Rows from a box labeling dataset:

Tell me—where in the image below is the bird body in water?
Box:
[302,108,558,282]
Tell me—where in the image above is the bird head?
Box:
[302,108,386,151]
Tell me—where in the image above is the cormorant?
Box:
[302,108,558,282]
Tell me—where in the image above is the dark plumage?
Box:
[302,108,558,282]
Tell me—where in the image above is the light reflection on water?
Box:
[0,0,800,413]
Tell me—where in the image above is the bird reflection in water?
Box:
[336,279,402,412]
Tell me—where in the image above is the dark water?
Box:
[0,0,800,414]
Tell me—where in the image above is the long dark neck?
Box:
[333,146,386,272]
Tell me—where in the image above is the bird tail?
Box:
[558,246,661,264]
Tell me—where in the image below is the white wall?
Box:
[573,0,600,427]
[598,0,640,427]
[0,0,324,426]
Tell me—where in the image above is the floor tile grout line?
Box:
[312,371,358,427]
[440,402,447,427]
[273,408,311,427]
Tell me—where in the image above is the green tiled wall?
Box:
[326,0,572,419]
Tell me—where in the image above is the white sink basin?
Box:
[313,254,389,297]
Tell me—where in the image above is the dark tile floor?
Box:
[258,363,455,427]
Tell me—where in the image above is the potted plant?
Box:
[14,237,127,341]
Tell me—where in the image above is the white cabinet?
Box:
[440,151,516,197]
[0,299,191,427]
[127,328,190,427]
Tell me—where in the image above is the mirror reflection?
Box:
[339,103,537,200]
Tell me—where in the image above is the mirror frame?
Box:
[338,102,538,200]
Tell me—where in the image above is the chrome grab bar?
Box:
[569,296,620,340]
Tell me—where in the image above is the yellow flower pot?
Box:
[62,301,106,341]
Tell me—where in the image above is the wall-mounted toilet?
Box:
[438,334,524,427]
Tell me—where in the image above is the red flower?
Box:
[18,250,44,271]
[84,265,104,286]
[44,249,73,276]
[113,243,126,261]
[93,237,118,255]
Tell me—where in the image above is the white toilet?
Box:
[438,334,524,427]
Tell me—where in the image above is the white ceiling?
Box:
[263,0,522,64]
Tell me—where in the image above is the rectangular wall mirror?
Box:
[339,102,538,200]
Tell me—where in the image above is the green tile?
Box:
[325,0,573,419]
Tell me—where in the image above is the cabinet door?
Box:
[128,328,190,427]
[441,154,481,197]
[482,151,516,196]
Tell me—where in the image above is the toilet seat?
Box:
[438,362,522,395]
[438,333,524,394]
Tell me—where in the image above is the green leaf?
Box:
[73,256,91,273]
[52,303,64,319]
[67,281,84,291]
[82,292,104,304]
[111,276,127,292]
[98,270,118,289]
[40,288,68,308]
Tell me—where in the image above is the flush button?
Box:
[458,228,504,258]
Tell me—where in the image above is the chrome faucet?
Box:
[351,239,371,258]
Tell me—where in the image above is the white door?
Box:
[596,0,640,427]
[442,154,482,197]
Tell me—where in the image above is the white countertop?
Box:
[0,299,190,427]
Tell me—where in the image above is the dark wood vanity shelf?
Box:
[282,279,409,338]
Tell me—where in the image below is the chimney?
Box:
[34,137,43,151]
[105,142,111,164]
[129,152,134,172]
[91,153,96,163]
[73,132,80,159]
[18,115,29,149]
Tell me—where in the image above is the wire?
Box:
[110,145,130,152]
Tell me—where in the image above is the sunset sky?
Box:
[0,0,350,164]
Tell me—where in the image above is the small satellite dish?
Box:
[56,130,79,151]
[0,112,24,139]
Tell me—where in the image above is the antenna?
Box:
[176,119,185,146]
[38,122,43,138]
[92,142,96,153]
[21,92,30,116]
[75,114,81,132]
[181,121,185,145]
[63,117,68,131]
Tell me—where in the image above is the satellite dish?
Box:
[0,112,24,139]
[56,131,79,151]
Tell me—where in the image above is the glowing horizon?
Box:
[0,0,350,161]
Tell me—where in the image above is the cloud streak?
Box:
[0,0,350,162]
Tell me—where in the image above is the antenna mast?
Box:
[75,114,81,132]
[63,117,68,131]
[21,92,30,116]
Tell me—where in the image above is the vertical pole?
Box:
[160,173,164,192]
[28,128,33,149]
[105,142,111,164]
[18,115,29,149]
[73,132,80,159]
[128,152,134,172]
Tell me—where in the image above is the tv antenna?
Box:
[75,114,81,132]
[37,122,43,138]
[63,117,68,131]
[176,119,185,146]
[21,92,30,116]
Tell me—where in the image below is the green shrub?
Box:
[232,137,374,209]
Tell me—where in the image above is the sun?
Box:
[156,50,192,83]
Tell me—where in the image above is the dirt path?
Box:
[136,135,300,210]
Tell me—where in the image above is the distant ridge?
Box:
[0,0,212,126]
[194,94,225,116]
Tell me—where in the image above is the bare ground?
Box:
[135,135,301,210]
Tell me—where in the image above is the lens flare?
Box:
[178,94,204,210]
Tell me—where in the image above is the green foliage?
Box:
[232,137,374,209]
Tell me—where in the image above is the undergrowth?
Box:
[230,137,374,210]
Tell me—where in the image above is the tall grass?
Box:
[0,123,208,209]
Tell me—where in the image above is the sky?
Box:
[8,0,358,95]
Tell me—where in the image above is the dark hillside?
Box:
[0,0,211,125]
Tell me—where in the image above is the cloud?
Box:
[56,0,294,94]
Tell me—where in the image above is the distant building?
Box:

■ **Problem**: Return what is listed above, exactly and completely.

■ **Solution for this exercise**:
Tell me—where in the image below is the bird body in water?
Box:
[302,108,558,282]
Tell me—where in the image above is the bird head?
Box:
[302,108,386,151]
Tell me—where in the image above is the cormorant?
Box:
[302,108,558,282]
Tell me—where in the image above is the dark plumage?
Box:
[302,108,558,282]
Tell me—where in the image above is the light reflection on water?
Box:
[0,0,800,413]
Tell me—where in the image above is the bird reflection in water?
Box:
[336,279,402,412]
Tell me—where in the image above is the dark water?
Box:
[0,0,800,414]
Tell me—where in the image above is the long dark neck?
Box:
[333,146,386,272]
Tell me—where in the image above is the bird tail?
Box:
[558,246,661,264]
Tell me—where in the image below is the white wall?
Box:
[573,0,600,427]
[598,0,640,427]
[0,0,324,426]
Tell me—where in the image above is the floor tile grout line?
Box:
[312,371,358,427]
[440,402,447,427]
[273,408,311,427]
Tell me—where in the image above is the green tiled wall?
Box:
[326,0,572,419]
Tell me—where in the image above is the white sink basin?
Box:
[313,254,389,297]
Tell me—where in the image above is the dark tile floor?
Box:
[258,363,455,427]
Tell me—where in the image above is the potted plant?
Box:
[14,237,127,341]
Tell me—where in the image above is the white cabinet?
Box:
[440,151,516,197]
[0,299,191,427]
[127,328,190,427]
Tell me—where in the image above is the mirror reflection?
Box:
[339,103,537,200]
Tell me—where in the image above is the mirror frame?
Box:
[338,102,538,200]
Tell me—where in the image above is the chrome grab bar?
Box:
[569,296,620,340]
Tell me—where in the image above is the yellow flower pot?
Box:
[62,301,106,341]
Tell me—where in the image above is the wall-mounted toilet?
Box:
[438,334,524,427]
Tell me—where in the image above is the red flower?
Box:
[18,250,44,271]
[84,265,104,286]
[44,249,73,276]
[113,243,126,261]
[93,237,118,255]
Tell me—where in the image above is the white toilet?
Box:
[438,334,524,427]
Tell me—where in the image above is the white ceiling?
Box:
[263,0,522,64]
Tell me—where in the image above is the rectangular wall mirror?
Box:
[339,102,538,200]
Tell me—where in the image above is the green tile?
Box:
[325,0,573,419]
Tell me—where in the image above is the cabinet door?
Box:
[128,328,190,427]
[441,154,481,197]
[482,151,516,196]
Tell me—where in the image above is the toilet seat?
Box:
[438,362,522,395]
[438,333,524,394]
Tell me—where in the image above is the green leaf?
Box:
[73,256,91,273]
[52,303,64,319]
[67,281,84,291]
[82,292,104,304]
[111,276,127,292]
[98,270,118,289]
[40,288,68,308]
Tell me—where in the image above is the flush button?
Box:
[458,228,504,258]
Tell me—where in the image above is the chrome faucet?
Box:
[351,239,371,258]
Tell me—where in the image above is the white door?
Box:
[596,0,640,427]
[442,154,482,197]
Tell me—where in the image above is the white countertop?
Box:
[0,299,190,427]
Tell me—where in the image above is the dark wood vanity shelf?
Box:
[282,279,409,338]
Tell me—where in the image below is the chimney?
Box:
[34,137,43,151]
[105,142,111,164]
[129,152,134,172]
[91,153,96,163]
[73,132,80,159]
[18,115,29,149]
Tell me—where in the image above is the wire?
Box:
[110,145,130,152]
Tell me—where in the image above is the sunset sky?
Box:
[0,0,350,164]
Tell me—where in the image above is the small satellite dish?
Box:
[56,130,79,151]
[0,112,24,139]
Tell me—where in the image above is the antenna?
Box:
[176,119,185,146]
[38,122,43,138]
[92,142,96,153]
[21,92,30,116]
[75,114,81,132]
[181,121,185,145]
[63,117,68,131]
Tell me—where in the image above is the satellite dish?
Box:
[0,112,24,139]
[56,131,79,151]
Tell me—where in the image above is the glowing horizon?
Box:
[0,0,350,161]
Tell me—where in the image above is the cloud streak?
Box:
[0,0,350,162]
Tell me—where in the image above is the antenna mast?
Box:
[75,114,81,132]
[63,117,68,131]
[21,92,30,116]
Tell me—where in the image above is the vertical pole?
Box:
[160,173,164,192]
[28,128,33,149]
[105,142,111,164]
[18,115,29,149]
[73,132,80,159]
[128,152,134,172]
Tell me—where in the image above is the tv antenna?
Box:
[75,114,81,132]
[37,122,43,138]
[63,117,68,131]
[176,119,185,146]
[21,92,30,116]
Tell me—where in the image below is the green shrub?
Box:
[232,137,374,209]
Tell me—where in the image above is the sun?
Box:
[156,50,192,83]
Tell me—where in the image above is the dirt path?
Box:
[136,135,300,210]
Tell me—where in the image above is the distant ridge?
Box:
[0,0,212,126]
[194,94,225,116]
Tell me—where in the image above is the bare ground?
Box:
[135,135,301,210]
Tell me—where in the image above is the lens flare?
Box:
[178,94,204,210]
Tell me—where in the image above is the green foliage?
Box:
[232,137,374,209]
Tell me—where in the image above is the undergrowth?
Box:
[230,137,374,210]
Tell me—where in the image above is the tall grass?
Box:
[0,123,208,209]
Tell me—where in the image above is the sky?
Box:
[8,0,358,95]
Tell me—where in the image above is the dark hillside?
Box:
[0,0,211,125]
Tell me—where in the image above is the cloud?
Box:
[56,0,294,94]
Tell me—where in the image above is the distant building?
Box:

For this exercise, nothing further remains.